[ABOUT THIS EXERCISE]
Transcribe the data below exactly, but only from the line containing "Each instance receives exactly one keypoint. Mark the peppercorn" through its final line, both included.

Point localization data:
-=-=-=-=-
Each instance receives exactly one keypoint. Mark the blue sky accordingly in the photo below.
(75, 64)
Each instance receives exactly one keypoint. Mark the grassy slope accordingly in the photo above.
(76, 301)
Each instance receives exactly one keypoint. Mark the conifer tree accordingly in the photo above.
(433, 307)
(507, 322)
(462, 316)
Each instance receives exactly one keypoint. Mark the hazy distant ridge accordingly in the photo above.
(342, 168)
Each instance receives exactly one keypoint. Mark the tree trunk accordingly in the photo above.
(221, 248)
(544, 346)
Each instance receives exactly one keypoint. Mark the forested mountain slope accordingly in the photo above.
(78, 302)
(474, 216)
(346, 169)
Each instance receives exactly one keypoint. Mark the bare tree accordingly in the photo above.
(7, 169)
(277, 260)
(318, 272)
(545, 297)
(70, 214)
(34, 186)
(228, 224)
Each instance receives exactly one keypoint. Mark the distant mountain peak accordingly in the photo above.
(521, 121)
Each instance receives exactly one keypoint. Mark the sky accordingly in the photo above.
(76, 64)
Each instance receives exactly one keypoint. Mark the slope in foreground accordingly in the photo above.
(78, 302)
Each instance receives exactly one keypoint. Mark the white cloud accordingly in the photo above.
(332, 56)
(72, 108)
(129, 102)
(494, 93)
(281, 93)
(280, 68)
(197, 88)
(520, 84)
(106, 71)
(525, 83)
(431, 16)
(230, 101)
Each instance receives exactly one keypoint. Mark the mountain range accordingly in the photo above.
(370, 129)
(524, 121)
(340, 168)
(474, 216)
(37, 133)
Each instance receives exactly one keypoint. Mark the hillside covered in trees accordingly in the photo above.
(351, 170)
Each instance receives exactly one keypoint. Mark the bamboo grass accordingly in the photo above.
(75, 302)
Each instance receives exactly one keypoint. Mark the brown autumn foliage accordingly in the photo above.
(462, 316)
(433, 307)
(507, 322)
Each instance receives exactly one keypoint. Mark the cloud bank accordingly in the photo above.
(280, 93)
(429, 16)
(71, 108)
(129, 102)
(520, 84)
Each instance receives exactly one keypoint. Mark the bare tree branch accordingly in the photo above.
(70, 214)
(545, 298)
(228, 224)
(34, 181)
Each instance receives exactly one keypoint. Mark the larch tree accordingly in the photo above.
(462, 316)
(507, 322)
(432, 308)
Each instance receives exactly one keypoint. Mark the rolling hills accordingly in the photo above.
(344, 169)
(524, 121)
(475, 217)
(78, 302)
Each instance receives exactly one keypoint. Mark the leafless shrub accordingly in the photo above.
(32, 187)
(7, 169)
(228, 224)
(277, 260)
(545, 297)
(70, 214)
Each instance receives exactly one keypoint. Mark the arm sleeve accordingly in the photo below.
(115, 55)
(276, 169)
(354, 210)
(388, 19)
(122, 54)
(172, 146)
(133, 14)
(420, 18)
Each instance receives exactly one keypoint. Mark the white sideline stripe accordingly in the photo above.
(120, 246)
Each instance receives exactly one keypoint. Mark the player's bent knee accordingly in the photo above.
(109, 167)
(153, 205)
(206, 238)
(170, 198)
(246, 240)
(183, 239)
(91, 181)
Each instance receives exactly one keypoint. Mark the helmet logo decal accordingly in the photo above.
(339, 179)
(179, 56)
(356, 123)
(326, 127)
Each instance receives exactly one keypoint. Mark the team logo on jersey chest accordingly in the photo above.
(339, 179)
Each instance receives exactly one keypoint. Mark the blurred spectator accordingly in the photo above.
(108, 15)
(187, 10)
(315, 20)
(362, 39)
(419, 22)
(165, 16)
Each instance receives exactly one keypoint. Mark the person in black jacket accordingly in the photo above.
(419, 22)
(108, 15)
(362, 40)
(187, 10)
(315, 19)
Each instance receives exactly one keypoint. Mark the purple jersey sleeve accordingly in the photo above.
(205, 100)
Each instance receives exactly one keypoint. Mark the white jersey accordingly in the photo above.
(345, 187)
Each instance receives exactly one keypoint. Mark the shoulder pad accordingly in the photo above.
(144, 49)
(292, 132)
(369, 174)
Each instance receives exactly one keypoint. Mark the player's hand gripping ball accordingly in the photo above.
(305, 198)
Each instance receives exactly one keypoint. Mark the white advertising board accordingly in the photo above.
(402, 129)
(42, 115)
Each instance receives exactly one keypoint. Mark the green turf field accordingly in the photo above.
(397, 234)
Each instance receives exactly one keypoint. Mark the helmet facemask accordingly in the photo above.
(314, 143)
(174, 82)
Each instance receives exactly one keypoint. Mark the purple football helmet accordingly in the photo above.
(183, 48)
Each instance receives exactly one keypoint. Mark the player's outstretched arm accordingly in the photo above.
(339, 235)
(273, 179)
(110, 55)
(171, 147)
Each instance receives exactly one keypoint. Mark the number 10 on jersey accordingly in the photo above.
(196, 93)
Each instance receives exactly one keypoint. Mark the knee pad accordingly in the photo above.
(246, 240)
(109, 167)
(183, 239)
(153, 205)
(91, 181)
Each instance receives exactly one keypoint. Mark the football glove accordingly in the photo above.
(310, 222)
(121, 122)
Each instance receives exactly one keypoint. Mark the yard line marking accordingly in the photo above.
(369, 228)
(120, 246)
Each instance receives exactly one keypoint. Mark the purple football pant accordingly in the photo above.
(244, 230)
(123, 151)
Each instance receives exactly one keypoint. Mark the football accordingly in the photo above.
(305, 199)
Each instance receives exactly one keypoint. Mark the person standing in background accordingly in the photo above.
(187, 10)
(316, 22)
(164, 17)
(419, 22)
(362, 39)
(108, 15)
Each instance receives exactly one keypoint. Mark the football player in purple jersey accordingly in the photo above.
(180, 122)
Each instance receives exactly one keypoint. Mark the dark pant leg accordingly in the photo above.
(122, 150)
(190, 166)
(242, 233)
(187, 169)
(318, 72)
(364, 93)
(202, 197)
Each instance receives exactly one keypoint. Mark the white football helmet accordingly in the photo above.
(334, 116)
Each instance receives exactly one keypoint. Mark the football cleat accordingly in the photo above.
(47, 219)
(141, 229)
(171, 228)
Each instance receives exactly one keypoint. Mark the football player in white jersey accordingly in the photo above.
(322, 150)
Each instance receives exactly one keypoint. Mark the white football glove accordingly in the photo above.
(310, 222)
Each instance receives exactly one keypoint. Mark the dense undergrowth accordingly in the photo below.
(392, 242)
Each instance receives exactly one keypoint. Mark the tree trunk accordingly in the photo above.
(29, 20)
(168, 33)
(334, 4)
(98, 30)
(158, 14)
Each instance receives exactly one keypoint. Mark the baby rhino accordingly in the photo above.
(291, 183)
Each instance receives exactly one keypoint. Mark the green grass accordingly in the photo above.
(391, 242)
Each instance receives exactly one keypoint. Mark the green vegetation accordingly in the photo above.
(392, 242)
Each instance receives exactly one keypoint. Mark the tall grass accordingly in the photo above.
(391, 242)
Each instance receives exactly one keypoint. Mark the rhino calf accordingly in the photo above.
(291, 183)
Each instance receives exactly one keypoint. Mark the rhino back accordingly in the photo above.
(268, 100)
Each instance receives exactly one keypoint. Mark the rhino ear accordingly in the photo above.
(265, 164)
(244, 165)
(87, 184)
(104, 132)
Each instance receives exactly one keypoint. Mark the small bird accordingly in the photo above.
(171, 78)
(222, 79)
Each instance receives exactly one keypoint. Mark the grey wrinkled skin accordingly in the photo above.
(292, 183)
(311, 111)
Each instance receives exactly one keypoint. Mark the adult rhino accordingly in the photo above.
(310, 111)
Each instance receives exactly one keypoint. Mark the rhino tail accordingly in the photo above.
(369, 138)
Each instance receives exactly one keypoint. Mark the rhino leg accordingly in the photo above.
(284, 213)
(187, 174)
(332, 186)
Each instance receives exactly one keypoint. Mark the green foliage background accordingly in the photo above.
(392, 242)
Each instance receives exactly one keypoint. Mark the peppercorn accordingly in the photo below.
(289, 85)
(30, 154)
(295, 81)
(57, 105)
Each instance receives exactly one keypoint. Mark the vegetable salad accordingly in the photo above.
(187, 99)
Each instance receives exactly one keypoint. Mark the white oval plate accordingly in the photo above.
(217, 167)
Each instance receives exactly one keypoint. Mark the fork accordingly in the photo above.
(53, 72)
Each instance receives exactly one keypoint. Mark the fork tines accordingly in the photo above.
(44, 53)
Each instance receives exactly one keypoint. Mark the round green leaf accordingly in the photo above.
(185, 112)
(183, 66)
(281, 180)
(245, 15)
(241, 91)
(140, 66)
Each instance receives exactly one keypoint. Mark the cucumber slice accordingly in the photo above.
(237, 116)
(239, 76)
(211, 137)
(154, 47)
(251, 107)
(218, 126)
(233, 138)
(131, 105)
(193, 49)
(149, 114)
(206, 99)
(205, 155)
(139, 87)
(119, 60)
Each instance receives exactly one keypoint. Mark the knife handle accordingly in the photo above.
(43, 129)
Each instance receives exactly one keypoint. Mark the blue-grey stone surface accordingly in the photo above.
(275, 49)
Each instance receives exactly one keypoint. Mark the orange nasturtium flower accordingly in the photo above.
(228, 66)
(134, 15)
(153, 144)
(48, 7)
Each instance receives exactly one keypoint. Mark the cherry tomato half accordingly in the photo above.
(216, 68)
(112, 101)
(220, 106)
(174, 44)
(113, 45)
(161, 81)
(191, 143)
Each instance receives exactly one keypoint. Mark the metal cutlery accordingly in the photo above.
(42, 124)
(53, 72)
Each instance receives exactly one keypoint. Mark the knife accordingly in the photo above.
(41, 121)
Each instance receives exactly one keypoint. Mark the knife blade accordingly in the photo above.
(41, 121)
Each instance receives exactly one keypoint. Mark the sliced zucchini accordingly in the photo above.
-=-=-=-=-
[RESPONSE BELOW]
Each instance receives exactly one keypoint. Mark the peppercorn accordingly in the photo below.
(289, 85)
(30, 154)
(295, 81)
(57, 105)
Each instance receives exactly one keypoint. Mark the vegetable salad accordingly in the photo above.
(187, 99)
Each instance receives exactly one keypoint. Mark the white oval plate accordingly in the photo above.
(217, 167)
Each instance receives exactly one keypoint. Mark the fork accordingly in the photo above.
(53, 72)
Each instance receives exactly one keypoint. Mark the fork tines accordingly in the photo above.
(44, 53)
Each instance receives exactly one keypoint. Mark the round green leaf accordingly in the photo above.
(185, 112)
(183, 66)
(281, 180)
(245, 15)
(241, 91)
(140, 66)
Each instance receives exactly one keypoint. Mark the cucumber slice accordingly in the photo above.
(237, 116)
(239, 76)
(211, 137)
(154, 47)
(251, 107)
(218, 126)
(233, 138)
(131, 105)
(193, 49)
(149, 114)
(206, 99)
(205, 155)
(139, 87)
(119, 60)
Each instance receives exactly one keypoint. Mark the knife handle accordingly in the photo above.
(43, 129)
Each instance receives exactly one keypoint. Mark the blue-grey stone surface accordingly in the photo above.
(275, 49)
Each instance receives exactly one keypoint. Mark the orange nasturtium flower accordingly in the photo above.
(228, 66)
(134, 15)
(153, 144)
(48, 7)
Each instance receives exactly one keypoint. Mark the cherry tomato half accordingly in the photo above.
(216, 68)
(112, 101)
(220, 106)
(174, 44)
(113, 45)
(161, 81)
(191, 143)
Each instance receives exactly one keypoint. Mark the metal cutlery accordingly in the photo above.
(42, 124)
(53, 72)
Each instance receives exactly one keypoint. Mark the knife accordingly in the photo above.
(41, 121)
Each instance receives exactly one keypoint. Mark the knife blade accordingly in the photo above.
(41, 121)
Each instance receives exactly one keypoint. Mark the sliced zucchini accordingly in the photo above.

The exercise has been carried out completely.